■ **WHAT YOU ARE ASKED TO DO**:
Render the lines below, from the line containing "Q: For each instance of the taillight" through the line containing "x=120 y=175", as a JSON list of strings, one string per line, leaving out blank lines. Include no other lines of the rows.

- - - - -

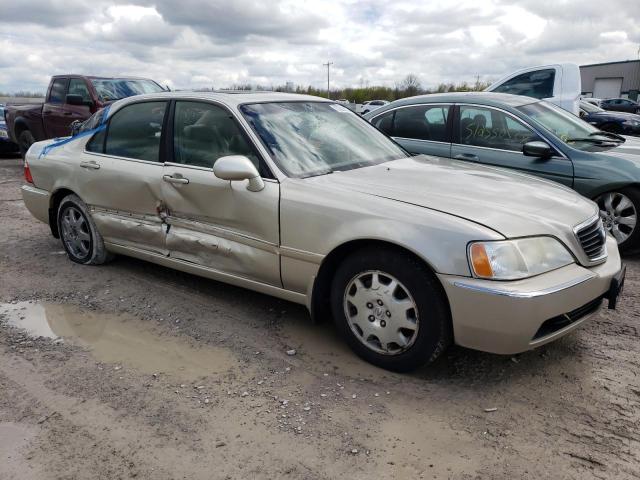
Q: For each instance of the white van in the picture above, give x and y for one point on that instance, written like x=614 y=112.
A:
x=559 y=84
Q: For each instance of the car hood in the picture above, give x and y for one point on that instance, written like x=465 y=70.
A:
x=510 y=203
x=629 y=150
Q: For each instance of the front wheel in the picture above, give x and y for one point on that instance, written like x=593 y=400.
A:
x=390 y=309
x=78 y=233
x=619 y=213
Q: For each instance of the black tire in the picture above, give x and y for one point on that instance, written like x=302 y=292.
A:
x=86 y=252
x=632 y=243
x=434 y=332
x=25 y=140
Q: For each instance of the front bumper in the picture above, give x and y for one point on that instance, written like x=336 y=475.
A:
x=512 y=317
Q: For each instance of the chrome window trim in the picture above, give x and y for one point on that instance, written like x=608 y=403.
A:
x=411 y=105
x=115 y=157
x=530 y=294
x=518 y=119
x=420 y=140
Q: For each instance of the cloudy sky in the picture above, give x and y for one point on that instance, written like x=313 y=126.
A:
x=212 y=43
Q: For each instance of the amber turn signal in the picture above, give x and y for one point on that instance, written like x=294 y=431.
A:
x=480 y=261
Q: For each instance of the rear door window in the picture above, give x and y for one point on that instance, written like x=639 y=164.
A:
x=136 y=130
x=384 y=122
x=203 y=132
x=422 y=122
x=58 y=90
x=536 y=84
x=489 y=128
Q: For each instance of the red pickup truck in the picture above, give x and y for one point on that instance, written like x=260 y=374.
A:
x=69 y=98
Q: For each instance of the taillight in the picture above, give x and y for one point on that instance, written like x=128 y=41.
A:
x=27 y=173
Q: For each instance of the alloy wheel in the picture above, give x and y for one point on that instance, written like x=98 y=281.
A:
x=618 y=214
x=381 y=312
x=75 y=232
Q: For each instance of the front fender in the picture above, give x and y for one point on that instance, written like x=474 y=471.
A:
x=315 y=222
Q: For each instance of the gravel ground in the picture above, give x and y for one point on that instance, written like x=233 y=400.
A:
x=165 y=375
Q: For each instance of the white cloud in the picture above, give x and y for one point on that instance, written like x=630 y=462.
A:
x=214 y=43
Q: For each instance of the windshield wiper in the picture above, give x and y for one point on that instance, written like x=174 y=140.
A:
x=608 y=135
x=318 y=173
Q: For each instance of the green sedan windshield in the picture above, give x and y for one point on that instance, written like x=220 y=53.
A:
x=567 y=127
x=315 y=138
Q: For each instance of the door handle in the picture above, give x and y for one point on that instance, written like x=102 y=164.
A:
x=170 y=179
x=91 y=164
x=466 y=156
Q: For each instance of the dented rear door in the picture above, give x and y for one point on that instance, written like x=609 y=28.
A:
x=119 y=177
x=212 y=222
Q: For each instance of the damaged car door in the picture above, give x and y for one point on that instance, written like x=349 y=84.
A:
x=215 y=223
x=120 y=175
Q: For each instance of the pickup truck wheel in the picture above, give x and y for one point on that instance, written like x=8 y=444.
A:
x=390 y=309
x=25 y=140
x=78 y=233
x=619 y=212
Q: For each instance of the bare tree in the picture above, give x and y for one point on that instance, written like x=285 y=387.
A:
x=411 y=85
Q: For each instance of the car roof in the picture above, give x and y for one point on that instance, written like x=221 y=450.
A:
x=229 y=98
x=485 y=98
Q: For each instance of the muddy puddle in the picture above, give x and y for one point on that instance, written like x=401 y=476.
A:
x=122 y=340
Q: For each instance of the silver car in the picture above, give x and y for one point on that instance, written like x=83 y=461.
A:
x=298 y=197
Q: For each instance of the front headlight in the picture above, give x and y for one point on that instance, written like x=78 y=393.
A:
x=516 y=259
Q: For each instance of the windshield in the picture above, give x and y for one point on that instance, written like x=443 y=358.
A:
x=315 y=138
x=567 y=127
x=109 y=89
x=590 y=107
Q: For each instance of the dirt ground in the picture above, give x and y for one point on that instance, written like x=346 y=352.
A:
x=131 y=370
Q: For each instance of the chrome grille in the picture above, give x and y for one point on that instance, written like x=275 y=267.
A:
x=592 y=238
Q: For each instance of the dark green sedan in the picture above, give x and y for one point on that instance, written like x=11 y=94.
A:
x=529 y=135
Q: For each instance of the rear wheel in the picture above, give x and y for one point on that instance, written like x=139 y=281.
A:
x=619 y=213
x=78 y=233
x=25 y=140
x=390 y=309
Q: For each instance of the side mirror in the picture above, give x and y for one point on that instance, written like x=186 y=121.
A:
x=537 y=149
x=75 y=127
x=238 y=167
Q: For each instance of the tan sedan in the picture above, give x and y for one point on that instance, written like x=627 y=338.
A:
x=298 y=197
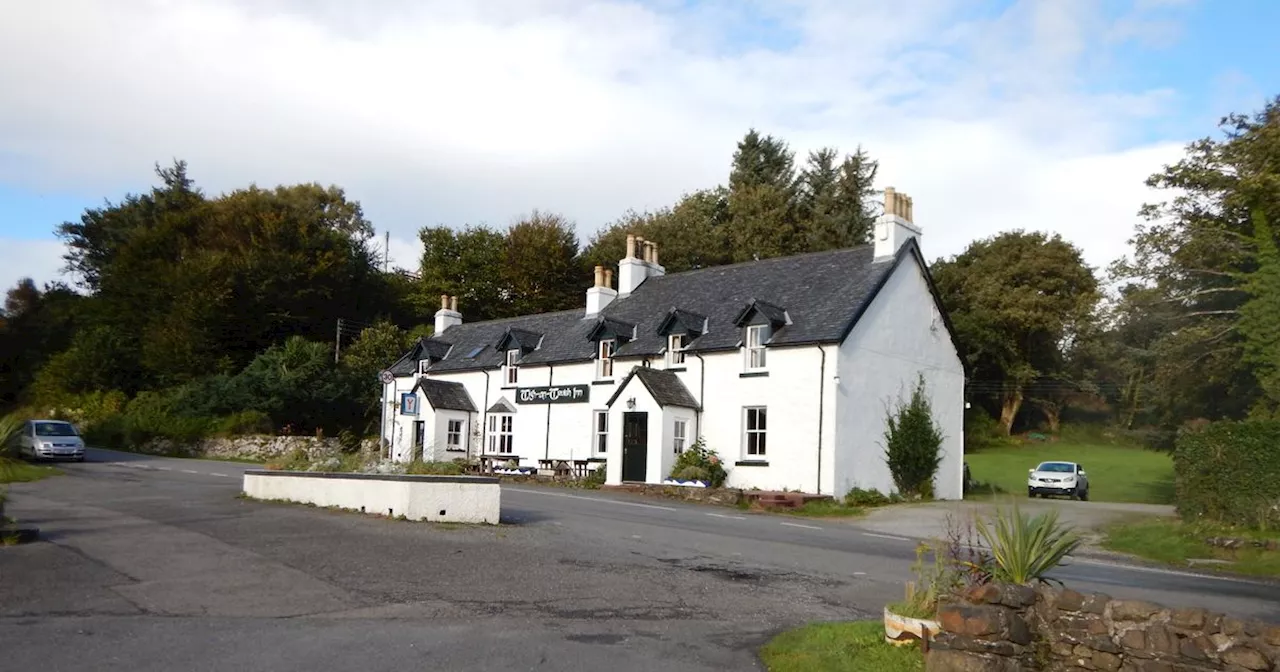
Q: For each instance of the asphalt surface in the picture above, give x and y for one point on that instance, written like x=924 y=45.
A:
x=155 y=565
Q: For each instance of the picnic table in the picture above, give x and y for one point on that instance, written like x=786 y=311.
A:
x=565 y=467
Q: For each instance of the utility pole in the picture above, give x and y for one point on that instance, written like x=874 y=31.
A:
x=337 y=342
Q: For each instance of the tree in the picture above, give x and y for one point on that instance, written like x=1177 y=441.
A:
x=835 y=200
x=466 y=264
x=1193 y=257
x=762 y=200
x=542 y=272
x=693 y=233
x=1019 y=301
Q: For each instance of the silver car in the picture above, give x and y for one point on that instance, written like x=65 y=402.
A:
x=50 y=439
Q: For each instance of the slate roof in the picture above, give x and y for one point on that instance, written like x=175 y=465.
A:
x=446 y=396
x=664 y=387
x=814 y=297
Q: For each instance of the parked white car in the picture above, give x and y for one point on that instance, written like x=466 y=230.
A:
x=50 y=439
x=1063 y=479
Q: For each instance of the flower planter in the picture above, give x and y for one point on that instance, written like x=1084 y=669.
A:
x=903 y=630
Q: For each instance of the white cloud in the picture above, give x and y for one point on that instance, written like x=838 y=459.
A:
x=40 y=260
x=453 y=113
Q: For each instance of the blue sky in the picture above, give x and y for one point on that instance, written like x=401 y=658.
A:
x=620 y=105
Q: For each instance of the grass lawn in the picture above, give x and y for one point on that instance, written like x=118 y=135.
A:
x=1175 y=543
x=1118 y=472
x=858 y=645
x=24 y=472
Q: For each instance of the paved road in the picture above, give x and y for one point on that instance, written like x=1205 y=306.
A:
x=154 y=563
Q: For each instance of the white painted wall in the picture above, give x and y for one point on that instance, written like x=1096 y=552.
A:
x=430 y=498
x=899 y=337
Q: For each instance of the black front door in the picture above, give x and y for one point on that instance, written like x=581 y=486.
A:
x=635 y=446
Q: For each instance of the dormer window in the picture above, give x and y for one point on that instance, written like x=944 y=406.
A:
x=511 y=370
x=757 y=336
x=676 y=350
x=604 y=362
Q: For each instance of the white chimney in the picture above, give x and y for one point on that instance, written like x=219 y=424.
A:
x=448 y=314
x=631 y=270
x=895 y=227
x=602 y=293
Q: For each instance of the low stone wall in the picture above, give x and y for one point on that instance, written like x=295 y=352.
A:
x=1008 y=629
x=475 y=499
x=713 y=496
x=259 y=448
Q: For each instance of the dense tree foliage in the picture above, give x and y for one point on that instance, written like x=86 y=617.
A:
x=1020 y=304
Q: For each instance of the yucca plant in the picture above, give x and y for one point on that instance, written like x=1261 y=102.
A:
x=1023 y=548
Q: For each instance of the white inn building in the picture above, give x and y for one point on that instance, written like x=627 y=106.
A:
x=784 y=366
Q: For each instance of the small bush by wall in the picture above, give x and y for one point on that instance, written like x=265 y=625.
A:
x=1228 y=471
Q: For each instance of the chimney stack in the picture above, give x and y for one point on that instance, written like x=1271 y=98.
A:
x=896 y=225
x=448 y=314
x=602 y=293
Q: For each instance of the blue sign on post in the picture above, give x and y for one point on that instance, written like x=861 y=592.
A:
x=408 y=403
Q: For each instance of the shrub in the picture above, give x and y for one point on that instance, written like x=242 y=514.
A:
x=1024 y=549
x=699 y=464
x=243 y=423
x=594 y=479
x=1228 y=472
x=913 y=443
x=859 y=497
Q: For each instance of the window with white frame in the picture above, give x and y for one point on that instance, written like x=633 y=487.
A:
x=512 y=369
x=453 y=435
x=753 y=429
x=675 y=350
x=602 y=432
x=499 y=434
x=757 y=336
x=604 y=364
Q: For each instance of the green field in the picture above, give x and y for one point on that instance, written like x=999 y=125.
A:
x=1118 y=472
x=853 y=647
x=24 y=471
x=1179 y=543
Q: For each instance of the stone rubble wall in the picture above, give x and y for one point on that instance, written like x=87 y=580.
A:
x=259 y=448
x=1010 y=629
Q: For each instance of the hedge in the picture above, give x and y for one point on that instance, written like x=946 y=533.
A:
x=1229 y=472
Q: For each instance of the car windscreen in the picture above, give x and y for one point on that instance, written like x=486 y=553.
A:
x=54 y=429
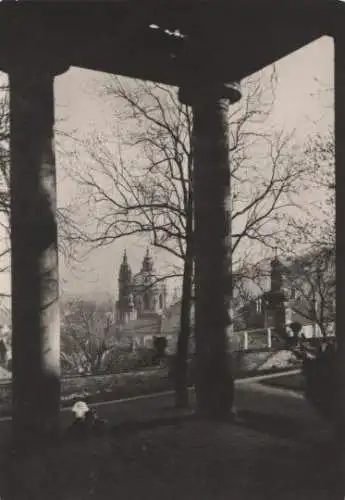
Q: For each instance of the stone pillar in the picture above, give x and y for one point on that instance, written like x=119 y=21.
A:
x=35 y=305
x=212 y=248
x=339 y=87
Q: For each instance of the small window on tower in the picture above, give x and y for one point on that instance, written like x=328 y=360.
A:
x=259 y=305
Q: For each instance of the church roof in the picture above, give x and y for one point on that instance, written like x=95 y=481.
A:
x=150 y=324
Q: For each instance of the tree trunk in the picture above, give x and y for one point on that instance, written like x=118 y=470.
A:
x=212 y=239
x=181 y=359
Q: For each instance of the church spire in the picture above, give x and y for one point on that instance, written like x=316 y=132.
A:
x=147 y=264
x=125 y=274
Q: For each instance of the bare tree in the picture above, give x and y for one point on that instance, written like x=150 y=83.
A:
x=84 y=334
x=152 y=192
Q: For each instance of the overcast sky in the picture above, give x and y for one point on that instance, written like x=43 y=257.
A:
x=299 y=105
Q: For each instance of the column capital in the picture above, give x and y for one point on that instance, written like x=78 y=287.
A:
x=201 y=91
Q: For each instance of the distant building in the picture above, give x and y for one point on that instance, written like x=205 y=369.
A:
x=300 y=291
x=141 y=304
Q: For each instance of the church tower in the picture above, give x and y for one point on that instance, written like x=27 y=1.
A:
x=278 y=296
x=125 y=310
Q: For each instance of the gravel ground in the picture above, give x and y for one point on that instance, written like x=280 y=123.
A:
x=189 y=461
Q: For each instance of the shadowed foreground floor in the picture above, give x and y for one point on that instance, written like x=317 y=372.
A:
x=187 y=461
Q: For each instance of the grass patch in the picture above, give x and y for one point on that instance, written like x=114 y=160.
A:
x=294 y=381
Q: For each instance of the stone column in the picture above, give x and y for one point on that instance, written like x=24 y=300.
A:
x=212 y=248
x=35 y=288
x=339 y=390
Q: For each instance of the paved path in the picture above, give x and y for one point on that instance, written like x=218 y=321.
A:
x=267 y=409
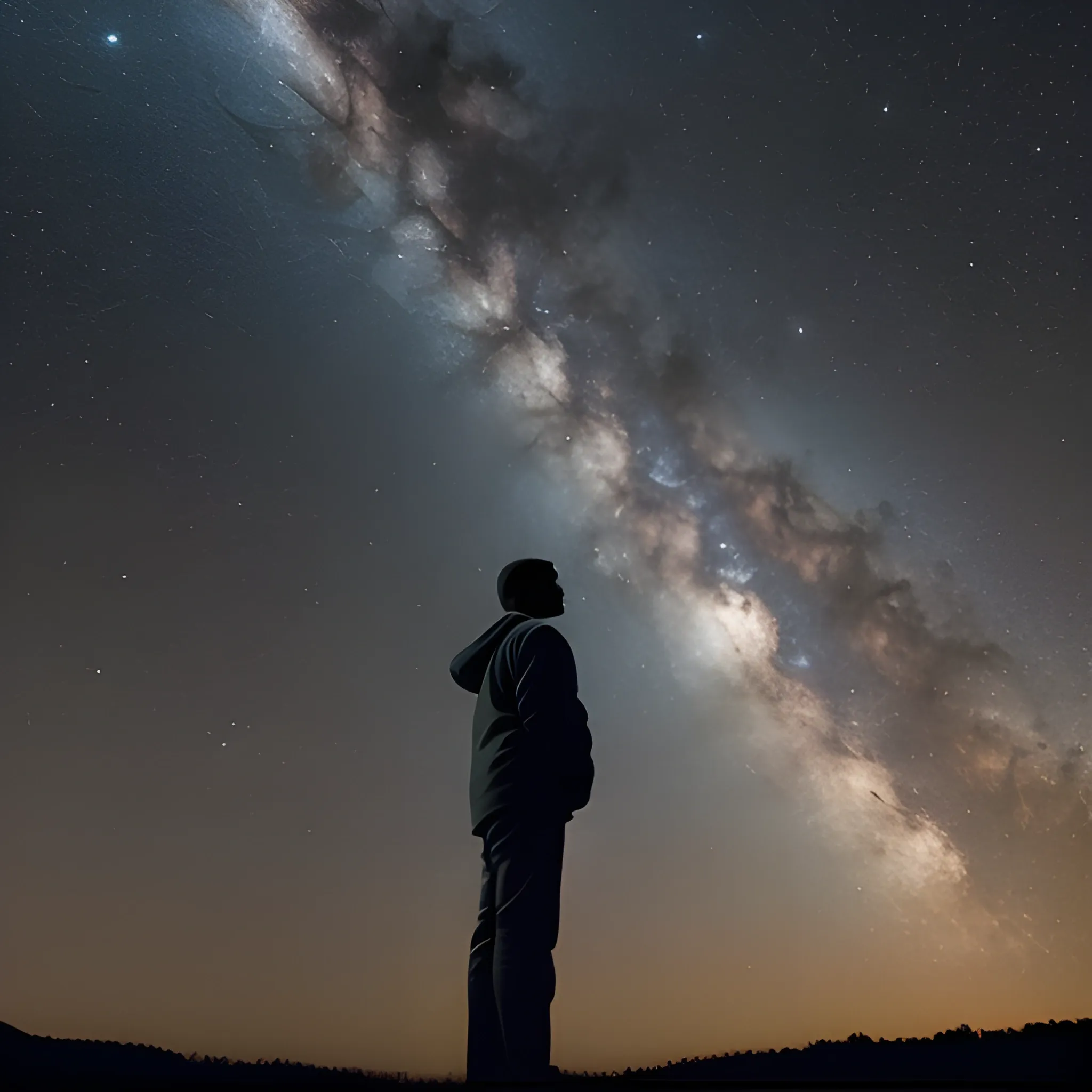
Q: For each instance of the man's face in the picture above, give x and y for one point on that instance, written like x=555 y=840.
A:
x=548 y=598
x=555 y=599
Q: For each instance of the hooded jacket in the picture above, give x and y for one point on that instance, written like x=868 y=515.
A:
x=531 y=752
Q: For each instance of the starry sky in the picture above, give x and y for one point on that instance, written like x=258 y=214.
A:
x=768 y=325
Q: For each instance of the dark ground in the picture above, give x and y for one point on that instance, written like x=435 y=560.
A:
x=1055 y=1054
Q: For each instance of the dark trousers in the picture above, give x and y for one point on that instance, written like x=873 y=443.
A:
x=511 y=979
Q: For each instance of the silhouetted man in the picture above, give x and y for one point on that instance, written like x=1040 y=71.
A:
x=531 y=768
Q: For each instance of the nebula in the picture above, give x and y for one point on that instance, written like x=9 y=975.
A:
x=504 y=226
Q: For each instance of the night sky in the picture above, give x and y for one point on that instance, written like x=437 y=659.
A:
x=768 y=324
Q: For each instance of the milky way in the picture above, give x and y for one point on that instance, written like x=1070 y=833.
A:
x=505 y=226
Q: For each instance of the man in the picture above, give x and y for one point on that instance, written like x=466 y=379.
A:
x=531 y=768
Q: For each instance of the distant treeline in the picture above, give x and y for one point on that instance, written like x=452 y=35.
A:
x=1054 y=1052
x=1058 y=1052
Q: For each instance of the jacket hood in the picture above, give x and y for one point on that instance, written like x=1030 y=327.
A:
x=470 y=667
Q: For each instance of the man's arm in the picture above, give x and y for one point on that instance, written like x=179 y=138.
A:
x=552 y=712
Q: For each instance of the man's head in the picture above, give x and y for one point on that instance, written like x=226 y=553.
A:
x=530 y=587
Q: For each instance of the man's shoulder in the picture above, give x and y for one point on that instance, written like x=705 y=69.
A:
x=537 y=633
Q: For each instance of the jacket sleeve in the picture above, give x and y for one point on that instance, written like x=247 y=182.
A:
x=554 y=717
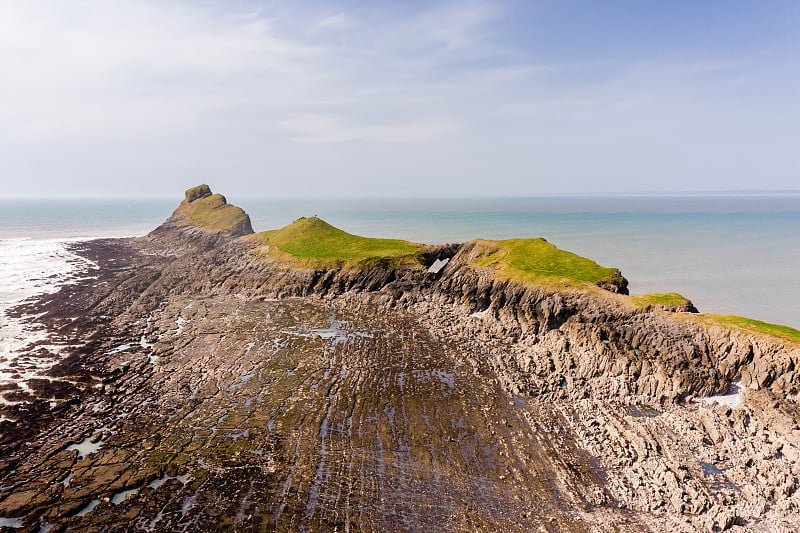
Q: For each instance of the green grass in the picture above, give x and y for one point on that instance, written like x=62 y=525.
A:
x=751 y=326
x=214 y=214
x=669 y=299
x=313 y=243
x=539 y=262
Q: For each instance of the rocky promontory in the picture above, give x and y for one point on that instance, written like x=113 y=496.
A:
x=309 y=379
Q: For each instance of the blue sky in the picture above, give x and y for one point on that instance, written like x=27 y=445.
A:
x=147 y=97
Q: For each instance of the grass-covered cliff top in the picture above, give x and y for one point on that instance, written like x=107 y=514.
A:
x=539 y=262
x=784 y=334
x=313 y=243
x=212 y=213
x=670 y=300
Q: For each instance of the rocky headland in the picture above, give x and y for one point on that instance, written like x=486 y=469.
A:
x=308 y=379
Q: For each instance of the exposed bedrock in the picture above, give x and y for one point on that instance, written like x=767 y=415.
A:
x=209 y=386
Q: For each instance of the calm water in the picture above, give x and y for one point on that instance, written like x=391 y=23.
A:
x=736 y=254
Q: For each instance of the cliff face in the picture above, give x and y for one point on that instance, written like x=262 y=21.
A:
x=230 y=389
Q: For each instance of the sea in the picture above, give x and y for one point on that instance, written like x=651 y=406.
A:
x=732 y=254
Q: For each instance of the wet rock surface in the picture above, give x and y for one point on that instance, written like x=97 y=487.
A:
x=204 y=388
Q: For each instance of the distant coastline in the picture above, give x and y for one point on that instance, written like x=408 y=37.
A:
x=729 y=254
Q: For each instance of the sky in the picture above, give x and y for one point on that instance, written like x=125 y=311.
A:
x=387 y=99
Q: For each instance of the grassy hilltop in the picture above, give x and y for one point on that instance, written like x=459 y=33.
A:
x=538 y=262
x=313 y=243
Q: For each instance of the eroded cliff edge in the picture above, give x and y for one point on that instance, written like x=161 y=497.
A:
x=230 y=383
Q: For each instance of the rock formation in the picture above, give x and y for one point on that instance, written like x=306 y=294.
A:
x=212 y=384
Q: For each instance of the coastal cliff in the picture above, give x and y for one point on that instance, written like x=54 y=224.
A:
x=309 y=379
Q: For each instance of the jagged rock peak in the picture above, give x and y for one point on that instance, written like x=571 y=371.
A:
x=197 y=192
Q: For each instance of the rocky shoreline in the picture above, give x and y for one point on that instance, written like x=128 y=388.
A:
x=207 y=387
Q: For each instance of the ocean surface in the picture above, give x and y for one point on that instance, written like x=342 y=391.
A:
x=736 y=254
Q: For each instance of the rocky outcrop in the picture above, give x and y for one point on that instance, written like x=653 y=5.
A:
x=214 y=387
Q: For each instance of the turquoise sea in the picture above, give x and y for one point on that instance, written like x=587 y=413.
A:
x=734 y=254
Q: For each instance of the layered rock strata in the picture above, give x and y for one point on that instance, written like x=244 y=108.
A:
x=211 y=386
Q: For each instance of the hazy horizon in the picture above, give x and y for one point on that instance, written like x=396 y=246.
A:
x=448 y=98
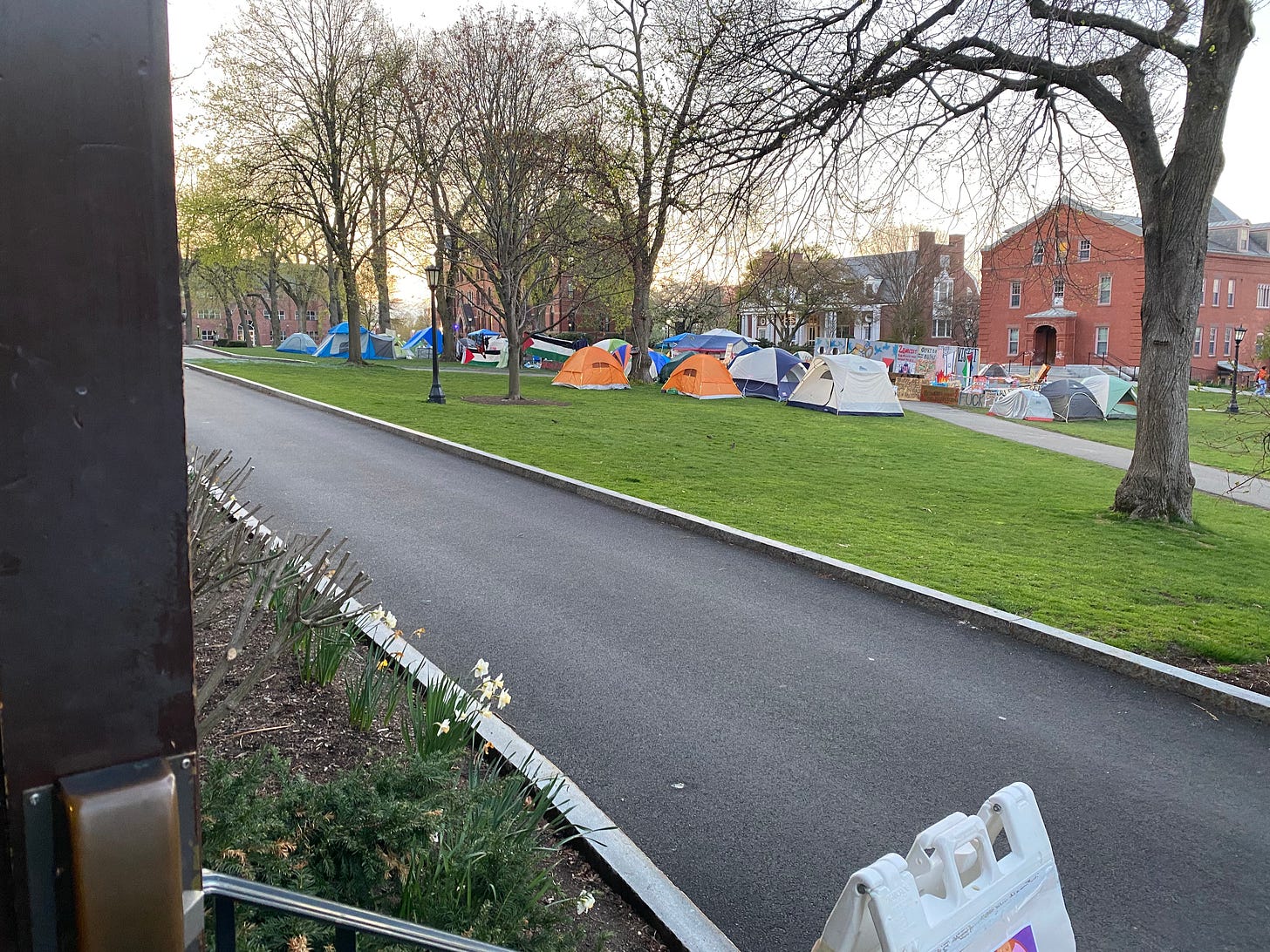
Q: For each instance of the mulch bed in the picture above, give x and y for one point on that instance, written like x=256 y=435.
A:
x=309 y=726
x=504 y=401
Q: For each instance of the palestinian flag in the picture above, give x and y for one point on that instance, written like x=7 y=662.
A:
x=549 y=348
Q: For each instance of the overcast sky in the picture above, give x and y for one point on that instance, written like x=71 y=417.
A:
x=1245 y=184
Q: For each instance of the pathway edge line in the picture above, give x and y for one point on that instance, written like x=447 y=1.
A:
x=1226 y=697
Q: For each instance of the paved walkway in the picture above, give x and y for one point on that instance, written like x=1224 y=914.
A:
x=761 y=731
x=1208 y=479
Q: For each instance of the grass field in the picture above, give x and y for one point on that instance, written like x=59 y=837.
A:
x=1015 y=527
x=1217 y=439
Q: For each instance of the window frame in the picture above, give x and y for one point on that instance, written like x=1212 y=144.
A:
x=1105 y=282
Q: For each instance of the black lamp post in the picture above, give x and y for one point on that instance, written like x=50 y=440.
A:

- - - - -

■ **EXERCISE ANSWER**:
[
  "Q: For each instance of the taillight in the picture above, give x and y for one point on that instance, written like x=128 y=41.",
  "A:",
  "x=27 y=173",
  "Q: For each instance of the alloy wheel in the picture above, give x and y for one point on that instance, written like x=98 y=281.",
  "A:",
  "x=618 y=214",
  "x=381 y=312",
  "x=75 y=232",
  "Q: For each instance of the front fender in the picture above, give x and y for one point on that instance, written like x=474 y=471.",
  "A:",
  "x=315 y=222",
  "Q: For each instance of the gravel ground in the picture above, give x and y for one point on that instance, written like x=233 y=400.",
  "A:",
  "x=165 y=375",
  "Q: For each instance of the white cloud in the picture above, give x and y for one point on that instance, written like x=630 y=462.",
  "A:",
  "x=214 y=43",
  "Q: For each instance of the windshield wiper in the picture above, give x and y for one point on that instance, written like x=174 y=140.",
  "A:",
  "x=608 y=135",
  "x=318 y=173",
  "Q: For each instance of the green sedan windshield in the picture above, give x and y for one point on that instance, written like x=220 y=53.",
  "A:",
  "x=567 y=127",
  "x=315 y=138",
  "Q: For each instance of the door handle in the picture above, give x and y for one point on that instance, written like x=102 y=164.",
  "A:",
  "x=170 y=179",
  "x=91 y=164",
  "x=466 y=156",
  "Q: For each instance of the dented rear door in the picture above, give x and y for one point on that instance, written like x=609 y=28.",
  "A:",
  "x=119 y=177",
  "x=212 y=222",
  "Q: For each instance of the damaged car door in the picture above, give x and y for one point on that instance, written like x=349 y=84.",
  "A:",
  "x=215 y=223",
  "x=120 y=175"
]